*COSA PRODURRE:* Nel testo sul caffè, trasforma in un elenco puntato il paragrafo che comincia con «Sembrerebbe infatti che chi beve», mantenendone i fatti principali.

*TESTO DA ESAMINARE:*
Londra – Che il caffè non faccia male come le credenze popolari hanno sempre sostenuto è stato ormai provato. Ma gli studi che continuano a essere condotti sulla bevanda portano sempre a nuovi risultati, e sono tutti a suo favore. Gli ultimi due, pubblicati contemporaneamente, ovvero quello portato avanti dagli esperti della IARC (International Agency for Research on Cancer) e dell’Imperial College di Londra, condotto su un campione di oltre mezzo milione di persone in dieci paesi europei, e quello dell’University of Southern Califonia, che ha preso in esame 185mila persone tra afroamericani, nippoamericani, latinoamericani e caucasici, hanno portato ai medesimi risultati.
Sembrerebbe infatti che chi beve tre tazzine di caffè al giorno avrebbe una vita più lunga rispetto a coloro che non lo bevono. I soggetti che hanno partecipato alla ricerca sono stati tenuti sotto osservazione per circa 16 anni, registrando le cause dei decessi di ognuno di essi. Sulla base delle informazioni raccolte, è stato osservato che l’abitudine di bere regolarmente caffè ha ridotto il rischio di morte degli individui, soprattutto per quanto riguarda le malattie dell’apparato digerente e quelle legate alla circolazione. I benefici della bevanda sarebbero da legare alle proprietà antiossidanti delle sue molecole, che hanno un probabile effetto benefico sul fegato e sull’intero organismo.
L’unità di misura, tra l’altro, sarebbe quella della cup americana, pari a 235 ml, mentre le nostre tazzine sono molto più piccole, circa 40 ml, quindi per l’espresso italiano le quantità possono anche essere aumentate rispetto alle tre tazze a cui lo studio si riferisce. Gli effetti benefici per l’organismo sarebbero stati registrati anche sul consumo di caffè decaffeinato, visto che non sono direttamente collegati alla caffeina, ma agli antiossidanti assunti insieme alla nera bevanda.
Marc Gunter, uno dei coordinatori della ricerca, ha affermato che «Penso che ciò che si possa dire con sicurezza sia che bere caffè può essere parte di una dieta sana», ma di non esagerare con il consumo perché è ancora plausibile che la riduzione del tasso di mortalità sia da imputare anche ad altri fattori, magari non presi in esame dallo studio effettuato.

*RECORD:*
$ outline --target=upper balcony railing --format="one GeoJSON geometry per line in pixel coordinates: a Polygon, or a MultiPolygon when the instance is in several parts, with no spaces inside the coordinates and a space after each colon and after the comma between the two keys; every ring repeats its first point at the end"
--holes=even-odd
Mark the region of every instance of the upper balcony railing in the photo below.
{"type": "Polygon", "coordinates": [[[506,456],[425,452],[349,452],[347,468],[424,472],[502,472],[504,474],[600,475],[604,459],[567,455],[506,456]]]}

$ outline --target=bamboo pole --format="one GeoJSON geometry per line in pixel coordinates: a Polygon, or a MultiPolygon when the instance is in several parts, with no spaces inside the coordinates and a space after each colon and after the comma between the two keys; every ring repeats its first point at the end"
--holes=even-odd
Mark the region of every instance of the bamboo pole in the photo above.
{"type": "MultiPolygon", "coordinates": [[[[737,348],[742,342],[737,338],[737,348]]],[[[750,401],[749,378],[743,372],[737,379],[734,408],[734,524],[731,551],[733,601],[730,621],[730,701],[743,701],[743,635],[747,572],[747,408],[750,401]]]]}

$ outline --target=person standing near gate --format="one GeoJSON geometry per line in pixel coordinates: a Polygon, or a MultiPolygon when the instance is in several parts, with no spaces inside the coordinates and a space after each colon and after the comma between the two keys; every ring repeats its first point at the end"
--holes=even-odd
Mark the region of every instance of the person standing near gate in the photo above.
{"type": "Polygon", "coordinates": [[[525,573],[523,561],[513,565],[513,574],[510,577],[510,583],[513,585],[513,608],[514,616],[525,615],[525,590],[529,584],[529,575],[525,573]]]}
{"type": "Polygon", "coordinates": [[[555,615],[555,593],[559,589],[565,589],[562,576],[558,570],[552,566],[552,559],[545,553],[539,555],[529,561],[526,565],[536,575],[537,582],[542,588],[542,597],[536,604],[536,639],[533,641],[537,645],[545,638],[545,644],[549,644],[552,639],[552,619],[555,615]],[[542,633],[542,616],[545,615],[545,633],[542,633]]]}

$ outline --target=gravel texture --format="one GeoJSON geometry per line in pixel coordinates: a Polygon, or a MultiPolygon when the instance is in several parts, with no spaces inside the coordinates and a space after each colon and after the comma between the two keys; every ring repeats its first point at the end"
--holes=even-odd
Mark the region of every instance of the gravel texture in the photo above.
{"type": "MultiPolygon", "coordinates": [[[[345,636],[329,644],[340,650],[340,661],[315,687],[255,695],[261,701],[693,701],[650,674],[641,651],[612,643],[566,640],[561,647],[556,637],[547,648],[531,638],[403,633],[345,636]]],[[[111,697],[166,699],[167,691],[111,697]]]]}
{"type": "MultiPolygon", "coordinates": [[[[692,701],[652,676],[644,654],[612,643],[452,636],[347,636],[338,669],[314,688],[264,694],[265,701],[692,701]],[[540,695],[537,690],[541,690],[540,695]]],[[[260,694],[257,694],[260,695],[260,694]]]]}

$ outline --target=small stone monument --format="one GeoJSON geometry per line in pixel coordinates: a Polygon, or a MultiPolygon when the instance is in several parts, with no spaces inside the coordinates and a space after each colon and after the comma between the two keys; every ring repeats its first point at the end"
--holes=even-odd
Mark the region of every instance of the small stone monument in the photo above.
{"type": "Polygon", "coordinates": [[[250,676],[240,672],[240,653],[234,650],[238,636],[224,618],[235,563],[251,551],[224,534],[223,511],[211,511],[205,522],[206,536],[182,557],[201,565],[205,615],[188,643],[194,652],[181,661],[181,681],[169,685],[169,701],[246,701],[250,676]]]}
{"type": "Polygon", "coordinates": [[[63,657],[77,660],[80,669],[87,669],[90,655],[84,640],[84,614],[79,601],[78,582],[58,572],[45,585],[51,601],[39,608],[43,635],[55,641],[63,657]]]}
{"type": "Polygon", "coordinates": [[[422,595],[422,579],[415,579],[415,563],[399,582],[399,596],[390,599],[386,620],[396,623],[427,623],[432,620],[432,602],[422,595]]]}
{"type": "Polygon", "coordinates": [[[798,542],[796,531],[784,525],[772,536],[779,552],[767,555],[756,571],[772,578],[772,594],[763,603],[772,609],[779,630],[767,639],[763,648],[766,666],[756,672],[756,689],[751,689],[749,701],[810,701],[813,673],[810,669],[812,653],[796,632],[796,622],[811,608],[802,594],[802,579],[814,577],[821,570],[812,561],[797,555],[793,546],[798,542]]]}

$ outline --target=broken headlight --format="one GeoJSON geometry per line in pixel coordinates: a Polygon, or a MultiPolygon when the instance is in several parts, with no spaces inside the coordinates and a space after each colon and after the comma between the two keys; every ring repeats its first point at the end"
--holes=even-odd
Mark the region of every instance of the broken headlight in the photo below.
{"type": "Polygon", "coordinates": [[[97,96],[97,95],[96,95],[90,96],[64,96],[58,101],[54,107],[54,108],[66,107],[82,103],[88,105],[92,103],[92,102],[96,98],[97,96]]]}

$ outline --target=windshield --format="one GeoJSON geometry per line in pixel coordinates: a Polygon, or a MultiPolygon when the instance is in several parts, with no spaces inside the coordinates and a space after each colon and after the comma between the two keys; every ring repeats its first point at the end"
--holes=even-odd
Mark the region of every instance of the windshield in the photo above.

*RISPOSTA:*
- Chi beve tre tazzine di caffè al giorno avrebbe una vita più lunga di chi non lo beve.
- I partecipanti alla ricerca sono stati osservati per circa 16 anni, registrando la causa di morte di ciascuno.
- Bere caffè con regolarità ha ridotto il rischio di morte, soprattutto per le malattie dell'apparato digerente e della circolazione.
- I benefici sarebbero dovuti alle proprietà antiossidanti delle molecole del caffè, con un probabile effetto positivo sul fegato e su tutto l'organismo.